## Records from a data source
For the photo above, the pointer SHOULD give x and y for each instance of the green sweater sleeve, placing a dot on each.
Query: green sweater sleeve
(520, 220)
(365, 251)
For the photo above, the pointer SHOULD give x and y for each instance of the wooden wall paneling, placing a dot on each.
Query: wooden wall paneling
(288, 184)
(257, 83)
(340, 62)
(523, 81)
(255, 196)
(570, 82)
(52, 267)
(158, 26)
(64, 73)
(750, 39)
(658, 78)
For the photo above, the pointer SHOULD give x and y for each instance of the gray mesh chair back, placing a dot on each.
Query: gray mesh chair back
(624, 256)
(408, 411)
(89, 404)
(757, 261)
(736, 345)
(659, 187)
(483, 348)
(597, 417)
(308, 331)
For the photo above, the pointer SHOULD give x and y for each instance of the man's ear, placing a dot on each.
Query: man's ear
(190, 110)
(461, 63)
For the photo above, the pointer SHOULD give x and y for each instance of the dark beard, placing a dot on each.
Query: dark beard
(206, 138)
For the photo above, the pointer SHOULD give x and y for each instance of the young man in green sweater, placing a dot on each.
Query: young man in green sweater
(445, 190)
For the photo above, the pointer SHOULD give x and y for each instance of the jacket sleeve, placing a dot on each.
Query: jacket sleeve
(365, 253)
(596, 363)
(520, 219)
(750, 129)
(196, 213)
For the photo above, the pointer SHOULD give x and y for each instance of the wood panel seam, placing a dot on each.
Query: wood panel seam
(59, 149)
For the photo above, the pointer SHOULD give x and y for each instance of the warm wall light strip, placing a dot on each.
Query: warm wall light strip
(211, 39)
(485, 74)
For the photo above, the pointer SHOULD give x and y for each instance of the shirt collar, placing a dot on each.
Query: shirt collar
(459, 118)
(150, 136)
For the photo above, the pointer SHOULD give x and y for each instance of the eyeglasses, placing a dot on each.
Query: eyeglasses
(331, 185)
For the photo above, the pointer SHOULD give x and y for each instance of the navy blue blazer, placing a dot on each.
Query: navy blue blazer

## What you should do
Apply a filter for "blue" to the data above, then copy each line that matches.

## Written solution
For the photo above, the pointer SHOULD give x and y for each instance of the navy blue blazer, placing a dot on each.
Query: navy blue blazer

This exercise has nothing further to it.